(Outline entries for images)

════

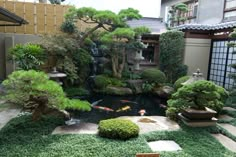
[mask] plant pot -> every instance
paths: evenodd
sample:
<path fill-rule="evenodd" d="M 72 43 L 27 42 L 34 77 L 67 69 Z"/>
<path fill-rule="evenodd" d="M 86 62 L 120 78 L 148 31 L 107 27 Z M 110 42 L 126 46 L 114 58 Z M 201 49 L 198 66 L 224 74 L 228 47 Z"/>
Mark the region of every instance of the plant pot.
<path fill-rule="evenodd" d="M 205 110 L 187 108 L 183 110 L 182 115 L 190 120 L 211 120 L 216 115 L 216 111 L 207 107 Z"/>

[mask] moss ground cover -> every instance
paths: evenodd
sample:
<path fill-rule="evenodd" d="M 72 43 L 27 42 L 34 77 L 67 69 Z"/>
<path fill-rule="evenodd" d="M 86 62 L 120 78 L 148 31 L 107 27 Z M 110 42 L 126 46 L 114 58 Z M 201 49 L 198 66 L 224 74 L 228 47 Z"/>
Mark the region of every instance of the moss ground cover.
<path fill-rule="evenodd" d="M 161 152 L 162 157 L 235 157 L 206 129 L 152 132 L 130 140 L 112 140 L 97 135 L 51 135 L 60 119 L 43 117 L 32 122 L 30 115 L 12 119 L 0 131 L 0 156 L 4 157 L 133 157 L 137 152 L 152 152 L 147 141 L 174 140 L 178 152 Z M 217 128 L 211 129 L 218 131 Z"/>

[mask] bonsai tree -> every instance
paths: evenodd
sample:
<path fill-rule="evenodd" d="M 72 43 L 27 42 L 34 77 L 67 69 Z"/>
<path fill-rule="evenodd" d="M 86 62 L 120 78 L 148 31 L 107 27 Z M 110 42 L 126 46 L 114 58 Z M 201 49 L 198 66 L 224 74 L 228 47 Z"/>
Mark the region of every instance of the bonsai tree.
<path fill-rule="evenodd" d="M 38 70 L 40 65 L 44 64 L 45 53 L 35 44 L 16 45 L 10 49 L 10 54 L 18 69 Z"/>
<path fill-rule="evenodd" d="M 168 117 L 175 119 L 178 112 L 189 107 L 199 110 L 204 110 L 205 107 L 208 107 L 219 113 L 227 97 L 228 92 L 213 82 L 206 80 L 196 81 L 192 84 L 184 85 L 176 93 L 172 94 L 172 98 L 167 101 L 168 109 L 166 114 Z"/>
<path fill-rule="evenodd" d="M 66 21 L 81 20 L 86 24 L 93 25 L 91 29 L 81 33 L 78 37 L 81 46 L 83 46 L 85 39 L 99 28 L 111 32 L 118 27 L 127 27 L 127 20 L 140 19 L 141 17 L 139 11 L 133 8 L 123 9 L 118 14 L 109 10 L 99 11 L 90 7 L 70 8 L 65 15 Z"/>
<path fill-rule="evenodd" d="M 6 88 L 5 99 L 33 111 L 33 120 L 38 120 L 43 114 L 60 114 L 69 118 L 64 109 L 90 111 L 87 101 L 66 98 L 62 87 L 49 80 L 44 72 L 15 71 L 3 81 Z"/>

════

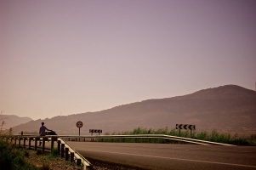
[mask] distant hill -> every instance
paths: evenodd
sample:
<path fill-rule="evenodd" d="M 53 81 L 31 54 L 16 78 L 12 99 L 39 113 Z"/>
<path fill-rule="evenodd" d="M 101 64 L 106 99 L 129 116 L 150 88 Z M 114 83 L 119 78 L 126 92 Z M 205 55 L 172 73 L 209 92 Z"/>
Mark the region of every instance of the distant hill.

════

Lay out the lines as a Markdown table with the columns Row and Line, leaving out blank lines. Begin at the line that has "[mask] bonsai tree -> every instance" and stop after the one that has "168 117 L 175".

### The response
| Row | Line |
|---|---|
| 1 | [mask] bonsai tree -> every instance |
| 2 | paths: evenodd |
| 3 | sample: |
| 4 | <path fill-rule="evenodd" d="M 72 43 L 27 42 L 34 77 L 67 69 Z"/> |
| 5 | <path fill-rule="evenodd" d="M 86 62 L 120 78 L 148 31 L 107 27 Z M 110 42 L 126 46 L 114 58 Z M 201 49 L 198 66 L 224 74 L 228 47 Z"/> |
| 6 | Mark the region of every instance of the bonsai tree. |
| 7 | <path fill-rule="evenodd" d="M 38 70 L 40 65 L 44 64 L 45 53 L 35 44 L 16 45 L 10 49 L 10 54 L 18 69 Z"/> |
| 8 | <path fill-rule="evenodd" d="M 168 117 L 175 119 L 178 112 L 189 107 L 199 110 L 204 110 L 205 107 L 208 107 L 219 113 L 227 97 L 228 92 L 213 82 L 206 80 L 196 81 L 192 84 L 184 85 L 176 93 L 172 94 L 172 98 L 167 101 L 168 109 L 166 114 Z"/> |